(Object position labeling entries)
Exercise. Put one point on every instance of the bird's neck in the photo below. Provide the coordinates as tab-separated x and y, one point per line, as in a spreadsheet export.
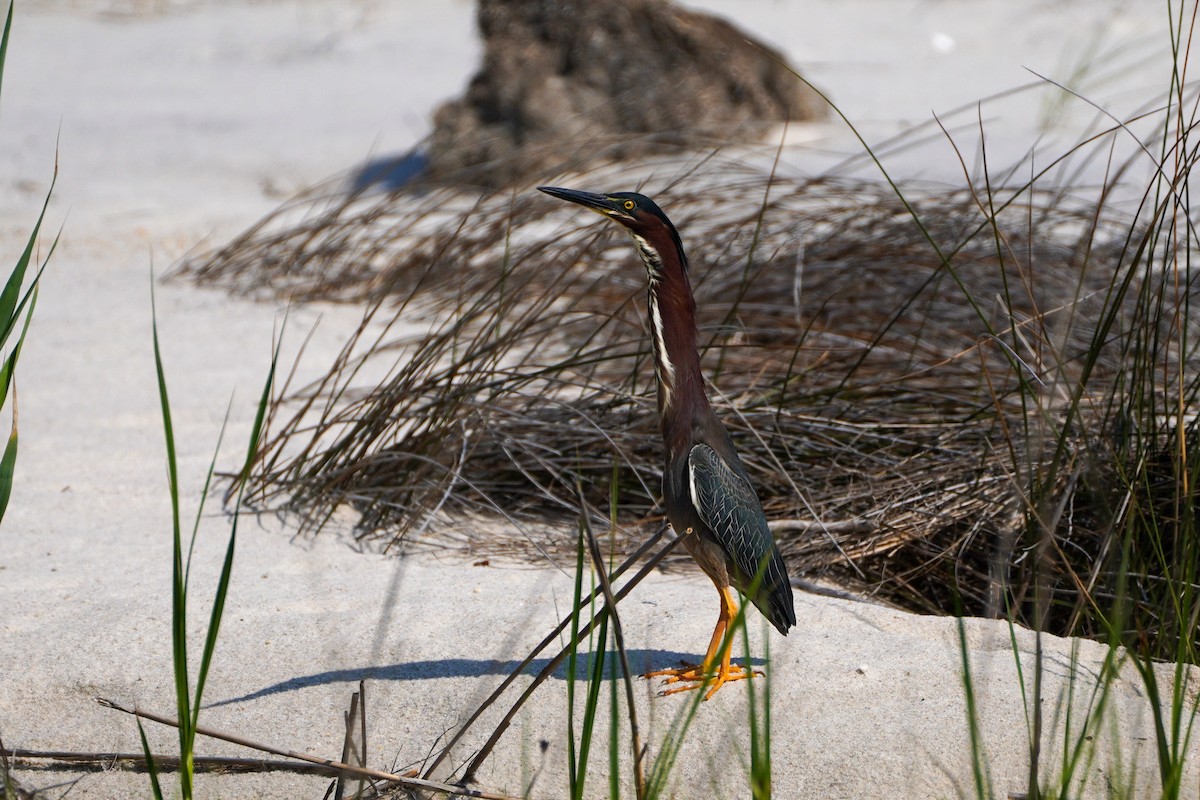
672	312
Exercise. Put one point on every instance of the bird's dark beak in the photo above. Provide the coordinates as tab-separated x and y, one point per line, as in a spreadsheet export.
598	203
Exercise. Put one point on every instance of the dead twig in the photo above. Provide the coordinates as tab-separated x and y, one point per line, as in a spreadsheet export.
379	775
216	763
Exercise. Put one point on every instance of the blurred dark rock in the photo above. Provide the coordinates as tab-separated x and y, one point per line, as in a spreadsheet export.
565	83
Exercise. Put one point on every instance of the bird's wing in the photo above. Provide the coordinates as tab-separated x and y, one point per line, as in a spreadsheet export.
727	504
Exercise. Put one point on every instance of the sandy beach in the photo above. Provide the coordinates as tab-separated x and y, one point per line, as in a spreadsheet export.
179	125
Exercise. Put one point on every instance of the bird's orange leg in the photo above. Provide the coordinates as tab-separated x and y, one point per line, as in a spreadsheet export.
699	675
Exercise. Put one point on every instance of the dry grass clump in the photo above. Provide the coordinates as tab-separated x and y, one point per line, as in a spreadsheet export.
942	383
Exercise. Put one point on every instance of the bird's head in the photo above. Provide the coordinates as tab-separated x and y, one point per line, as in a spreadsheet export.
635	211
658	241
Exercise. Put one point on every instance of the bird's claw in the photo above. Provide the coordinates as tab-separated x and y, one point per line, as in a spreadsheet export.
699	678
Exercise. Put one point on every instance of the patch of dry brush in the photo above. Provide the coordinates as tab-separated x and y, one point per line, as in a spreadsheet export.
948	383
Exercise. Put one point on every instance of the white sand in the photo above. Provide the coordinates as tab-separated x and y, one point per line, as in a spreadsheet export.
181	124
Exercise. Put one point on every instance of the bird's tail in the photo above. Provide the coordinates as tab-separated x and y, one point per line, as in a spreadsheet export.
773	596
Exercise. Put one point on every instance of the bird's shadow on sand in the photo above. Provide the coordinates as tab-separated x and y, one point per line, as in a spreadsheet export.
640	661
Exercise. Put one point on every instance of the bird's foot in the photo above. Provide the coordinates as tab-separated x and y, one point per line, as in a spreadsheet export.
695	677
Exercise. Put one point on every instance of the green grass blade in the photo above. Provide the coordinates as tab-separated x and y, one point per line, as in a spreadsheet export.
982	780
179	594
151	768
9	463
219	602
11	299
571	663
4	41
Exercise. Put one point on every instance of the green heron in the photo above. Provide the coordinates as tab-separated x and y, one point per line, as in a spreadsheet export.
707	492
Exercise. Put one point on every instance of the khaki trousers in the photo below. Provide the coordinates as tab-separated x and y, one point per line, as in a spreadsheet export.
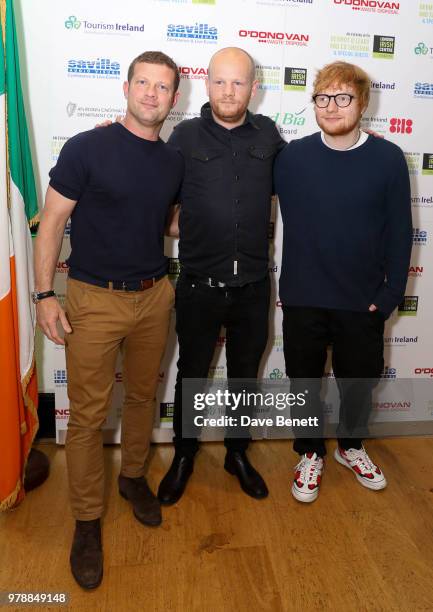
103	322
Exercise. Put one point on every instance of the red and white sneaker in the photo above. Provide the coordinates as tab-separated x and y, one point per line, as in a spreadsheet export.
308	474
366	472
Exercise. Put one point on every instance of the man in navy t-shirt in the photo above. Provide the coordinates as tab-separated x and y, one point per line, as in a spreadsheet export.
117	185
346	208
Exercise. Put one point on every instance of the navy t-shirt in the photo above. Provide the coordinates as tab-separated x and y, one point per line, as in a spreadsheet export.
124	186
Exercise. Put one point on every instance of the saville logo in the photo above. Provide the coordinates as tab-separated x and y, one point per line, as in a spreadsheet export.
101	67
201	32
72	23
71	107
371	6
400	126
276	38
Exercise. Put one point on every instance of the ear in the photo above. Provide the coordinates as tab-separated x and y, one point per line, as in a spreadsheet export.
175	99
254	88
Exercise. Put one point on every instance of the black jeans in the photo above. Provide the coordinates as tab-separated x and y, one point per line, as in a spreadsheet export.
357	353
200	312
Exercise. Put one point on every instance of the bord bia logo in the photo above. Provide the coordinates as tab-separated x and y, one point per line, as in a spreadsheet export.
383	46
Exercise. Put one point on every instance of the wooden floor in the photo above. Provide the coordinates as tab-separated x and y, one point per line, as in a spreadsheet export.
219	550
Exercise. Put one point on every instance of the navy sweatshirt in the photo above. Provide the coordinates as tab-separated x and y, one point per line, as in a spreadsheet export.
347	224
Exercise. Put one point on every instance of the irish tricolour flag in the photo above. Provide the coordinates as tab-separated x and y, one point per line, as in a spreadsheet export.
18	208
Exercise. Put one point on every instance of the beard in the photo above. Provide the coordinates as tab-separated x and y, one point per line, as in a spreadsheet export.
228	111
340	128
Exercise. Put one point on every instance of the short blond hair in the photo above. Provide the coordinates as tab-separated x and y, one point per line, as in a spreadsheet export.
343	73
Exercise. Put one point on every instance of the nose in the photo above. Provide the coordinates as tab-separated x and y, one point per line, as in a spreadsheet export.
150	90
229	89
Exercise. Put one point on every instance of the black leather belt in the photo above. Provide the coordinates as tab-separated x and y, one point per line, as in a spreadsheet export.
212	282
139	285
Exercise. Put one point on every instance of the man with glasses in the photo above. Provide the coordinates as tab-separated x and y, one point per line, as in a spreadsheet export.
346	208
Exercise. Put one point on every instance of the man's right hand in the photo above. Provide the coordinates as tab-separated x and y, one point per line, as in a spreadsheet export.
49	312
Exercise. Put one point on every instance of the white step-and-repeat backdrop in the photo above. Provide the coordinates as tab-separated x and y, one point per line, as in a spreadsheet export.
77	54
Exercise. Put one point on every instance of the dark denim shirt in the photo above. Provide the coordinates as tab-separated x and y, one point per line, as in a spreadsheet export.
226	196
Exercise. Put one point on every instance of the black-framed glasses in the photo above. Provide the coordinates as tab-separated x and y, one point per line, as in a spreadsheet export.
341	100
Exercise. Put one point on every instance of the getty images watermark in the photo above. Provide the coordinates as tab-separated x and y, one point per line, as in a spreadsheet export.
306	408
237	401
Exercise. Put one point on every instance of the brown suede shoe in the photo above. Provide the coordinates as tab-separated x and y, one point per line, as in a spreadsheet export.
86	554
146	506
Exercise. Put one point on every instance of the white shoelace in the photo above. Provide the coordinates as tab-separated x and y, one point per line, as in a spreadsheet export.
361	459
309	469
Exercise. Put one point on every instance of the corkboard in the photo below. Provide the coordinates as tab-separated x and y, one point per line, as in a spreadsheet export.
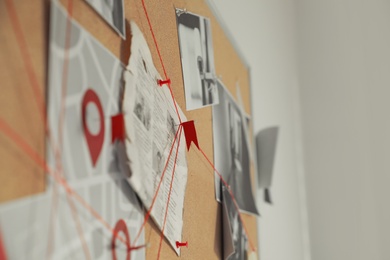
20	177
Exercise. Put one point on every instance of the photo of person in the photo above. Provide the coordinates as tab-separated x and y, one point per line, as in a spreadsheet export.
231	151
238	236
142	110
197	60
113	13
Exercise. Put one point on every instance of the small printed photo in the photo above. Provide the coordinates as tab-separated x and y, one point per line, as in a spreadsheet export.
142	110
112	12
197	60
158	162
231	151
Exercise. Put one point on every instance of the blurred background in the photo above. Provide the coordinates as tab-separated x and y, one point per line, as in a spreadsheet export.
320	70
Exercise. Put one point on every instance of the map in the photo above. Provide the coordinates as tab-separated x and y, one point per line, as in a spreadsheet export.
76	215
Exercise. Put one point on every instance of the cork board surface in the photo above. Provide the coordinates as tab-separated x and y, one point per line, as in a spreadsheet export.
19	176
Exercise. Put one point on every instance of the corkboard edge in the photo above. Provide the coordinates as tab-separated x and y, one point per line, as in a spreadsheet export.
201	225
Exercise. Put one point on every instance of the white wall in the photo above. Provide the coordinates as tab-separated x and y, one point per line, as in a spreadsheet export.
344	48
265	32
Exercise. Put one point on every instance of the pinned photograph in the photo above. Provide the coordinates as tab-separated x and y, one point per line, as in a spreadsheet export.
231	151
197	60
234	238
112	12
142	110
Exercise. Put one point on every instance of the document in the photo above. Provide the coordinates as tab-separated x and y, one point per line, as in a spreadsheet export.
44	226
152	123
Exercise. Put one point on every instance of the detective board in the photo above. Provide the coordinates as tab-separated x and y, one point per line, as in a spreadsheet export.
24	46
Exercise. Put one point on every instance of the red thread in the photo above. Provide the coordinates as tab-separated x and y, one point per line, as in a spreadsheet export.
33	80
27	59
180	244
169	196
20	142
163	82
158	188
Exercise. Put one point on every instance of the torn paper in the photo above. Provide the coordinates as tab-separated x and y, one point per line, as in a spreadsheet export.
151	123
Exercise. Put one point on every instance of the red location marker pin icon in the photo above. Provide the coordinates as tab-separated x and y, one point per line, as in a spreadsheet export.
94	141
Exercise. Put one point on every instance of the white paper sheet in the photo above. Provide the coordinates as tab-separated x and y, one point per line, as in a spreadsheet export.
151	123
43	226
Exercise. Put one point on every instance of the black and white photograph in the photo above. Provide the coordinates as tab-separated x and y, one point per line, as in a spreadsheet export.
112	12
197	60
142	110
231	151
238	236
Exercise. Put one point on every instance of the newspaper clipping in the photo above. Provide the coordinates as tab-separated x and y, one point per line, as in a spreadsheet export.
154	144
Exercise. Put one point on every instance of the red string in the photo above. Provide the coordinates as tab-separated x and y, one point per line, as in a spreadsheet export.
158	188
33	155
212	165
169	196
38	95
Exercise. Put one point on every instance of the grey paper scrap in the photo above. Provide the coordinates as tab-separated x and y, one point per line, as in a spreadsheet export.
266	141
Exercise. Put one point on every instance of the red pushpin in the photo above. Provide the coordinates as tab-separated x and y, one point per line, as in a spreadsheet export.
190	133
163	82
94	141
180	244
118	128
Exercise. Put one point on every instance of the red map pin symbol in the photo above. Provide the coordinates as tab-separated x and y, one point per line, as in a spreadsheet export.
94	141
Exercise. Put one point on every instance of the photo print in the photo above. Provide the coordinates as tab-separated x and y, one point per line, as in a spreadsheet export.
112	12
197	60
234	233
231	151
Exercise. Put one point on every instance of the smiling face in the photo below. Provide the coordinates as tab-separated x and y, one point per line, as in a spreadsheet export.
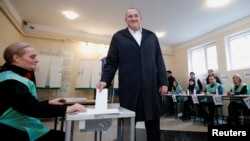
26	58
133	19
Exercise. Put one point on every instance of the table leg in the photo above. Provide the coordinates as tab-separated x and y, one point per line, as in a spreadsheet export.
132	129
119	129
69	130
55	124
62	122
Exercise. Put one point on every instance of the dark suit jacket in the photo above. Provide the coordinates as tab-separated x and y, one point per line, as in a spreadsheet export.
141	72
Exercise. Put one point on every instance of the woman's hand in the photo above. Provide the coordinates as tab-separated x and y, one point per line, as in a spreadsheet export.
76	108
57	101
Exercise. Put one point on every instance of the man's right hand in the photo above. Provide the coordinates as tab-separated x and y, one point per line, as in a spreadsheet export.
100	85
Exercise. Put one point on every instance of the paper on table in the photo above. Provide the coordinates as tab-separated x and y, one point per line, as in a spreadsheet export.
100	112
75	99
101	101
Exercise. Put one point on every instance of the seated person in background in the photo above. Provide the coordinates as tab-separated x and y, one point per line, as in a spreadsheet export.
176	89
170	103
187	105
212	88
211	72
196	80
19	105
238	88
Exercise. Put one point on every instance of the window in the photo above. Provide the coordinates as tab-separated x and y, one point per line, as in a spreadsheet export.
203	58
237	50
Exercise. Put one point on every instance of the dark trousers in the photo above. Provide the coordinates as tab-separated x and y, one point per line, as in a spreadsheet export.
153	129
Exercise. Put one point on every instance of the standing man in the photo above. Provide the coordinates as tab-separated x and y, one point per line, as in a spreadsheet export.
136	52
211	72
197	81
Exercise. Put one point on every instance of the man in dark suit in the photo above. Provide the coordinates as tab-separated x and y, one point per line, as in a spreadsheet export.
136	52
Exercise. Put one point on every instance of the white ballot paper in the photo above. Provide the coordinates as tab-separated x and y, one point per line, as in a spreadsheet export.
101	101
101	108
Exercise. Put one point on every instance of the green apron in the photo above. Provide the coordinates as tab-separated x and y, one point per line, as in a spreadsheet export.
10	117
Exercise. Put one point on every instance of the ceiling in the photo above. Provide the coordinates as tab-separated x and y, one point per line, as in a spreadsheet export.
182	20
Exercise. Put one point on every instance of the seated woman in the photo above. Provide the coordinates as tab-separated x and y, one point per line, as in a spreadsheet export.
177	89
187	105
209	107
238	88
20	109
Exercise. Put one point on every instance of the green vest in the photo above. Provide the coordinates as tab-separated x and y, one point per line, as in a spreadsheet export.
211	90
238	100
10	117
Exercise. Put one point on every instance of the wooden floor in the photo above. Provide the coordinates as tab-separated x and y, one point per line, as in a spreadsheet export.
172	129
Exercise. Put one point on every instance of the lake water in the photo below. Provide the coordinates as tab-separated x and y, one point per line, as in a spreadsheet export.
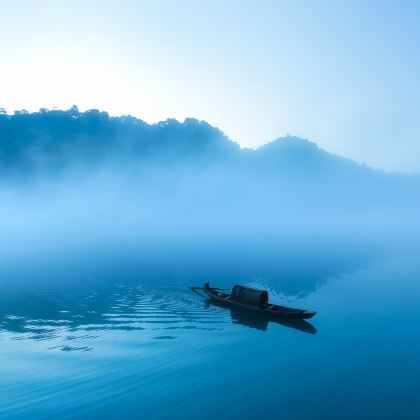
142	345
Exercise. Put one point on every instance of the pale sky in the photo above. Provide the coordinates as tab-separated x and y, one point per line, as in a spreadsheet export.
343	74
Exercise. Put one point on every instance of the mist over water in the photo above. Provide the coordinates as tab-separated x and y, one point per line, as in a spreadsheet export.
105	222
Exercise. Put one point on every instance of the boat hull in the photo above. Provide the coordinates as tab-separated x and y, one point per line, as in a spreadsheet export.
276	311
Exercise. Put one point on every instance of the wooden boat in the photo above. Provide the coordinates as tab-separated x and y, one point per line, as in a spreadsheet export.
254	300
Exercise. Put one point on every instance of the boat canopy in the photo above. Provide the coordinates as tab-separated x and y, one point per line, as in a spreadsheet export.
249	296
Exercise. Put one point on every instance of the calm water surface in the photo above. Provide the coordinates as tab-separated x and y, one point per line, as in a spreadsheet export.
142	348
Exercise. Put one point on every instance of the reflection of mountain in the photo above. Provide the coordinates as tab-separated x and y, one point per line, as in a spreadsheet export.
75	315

Problem to solve. Repeat only what runs from the line holding "Exercise. Put one point on every instance of the wooden boat" to the end of the data, keeping every line exactly as written, first and last included.

Answer.
Exercise. Put one point on every instance of the wooden boat in the photo above. Provide the coordinates as tab-separated x and y, one point per line, as in a spreadsheet export.
254	300
Exercise. Put one point on every instance of the boat canopy in the photo above. Provide the coordinates as tab-separated x and y, one point per line, as in a spreadsheet export.
249	296
Exercise. Put one point on every instance of the calm water surface in the photo above. Provide the coordinates as tab-separated x and y, one point per line, as in a spreadsheet export.
142	348
Exercise. Put one point on every instance of the reflection of mountain in the photo above. Provide the coordinates as tab-separated x and y, one point per line, as in a spreadsheet export.
75	315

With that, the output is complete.